■ **Supplied text**

::::::::

Skip to main content

Architecture

Data Model Rules

  • Scholar tracking is user-scoped. Each user manages their own list of tracked scholars. Validate mapping/join tables; never assume global links between users and Scholar IDs.
  • Publications are global, deduplicated records. Deduplicate via Scholar cluster ID and normalized fingerprinting prior to database insertion.
  • State lives on the link. Read/unread, favorites, and visibility state exist exclusively on the scholar-publication link table, not the global publication table.

Domain Service Boundaries

All business logic resides in app/services/<domain>/. Flat files in the app/services/ root are strictly prohibited.

Ingestion (app/services/ingestion/)

Run orchestration, continuation queue, scheduler integration, and scrape safety policy enforcement. The ScholarIngestionService drives the primary data acquisition loop.

Key modules:

  • application.py - Main ingestion orchestrator
  • scheduler.py - Background tick loop, queue batch processing
  • constants.py - Safety policy constants and floor values
  • fingerprints.py - Publication fingerprinting for deduplication
  • types.py - Ingestion result types and state enums

Scholar Parsing (app/services/scholar/)

::::::::

■ **Provided material**
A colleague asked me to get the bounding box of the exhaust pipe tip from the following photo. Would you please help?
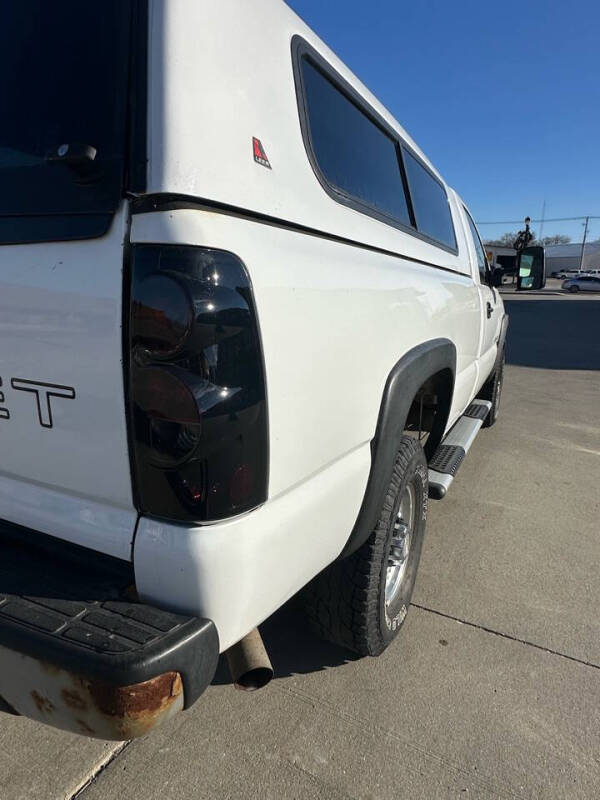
[225,628,273,692]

::::::::

■ **Work required**
Please quote the architecture notes above in full, word for word, from the first line to the last.

■ **Result below**
Skip to main content

Architecture

Data Model Rules

  • Scholar tracking is user-scoped. Each user manages their own list of tracked scholars. Validate mapping/join tables; never assume global links between users and Scholar IDs.
  • Publications are global, deduplicated records. Deduplicate via Scholar cluster ID and normalized fingerprinting prior to database insertion.
  • State lives on the link. Read/unread, favorites, and visibility state exist exclusively on the scholar-publication link table, not the global publication table.

Domain Service Boundaries

All business logic resides in app/services/<domain>/. Flat files in the app/services/ root are strictly prohibited.

Ingestion (app/services/ingestion/)

Run orchestration, continuation queue, scheduler integration, and scrape safety policy enforcement. The ScholarIngestionService drives the primary data acquisition loop.

Key modules:

  • application.py - Main ingestion orchestrator
  • scheduler.py - Background tick loop, queue batch processing
  • constants.py - Safety policy constants and floor values
  • fingerprints.py - Publication fingerprinting for deduplication
  • types.py - Ingestion result types and state enums

Scholar Parsing (app/services/scholar/)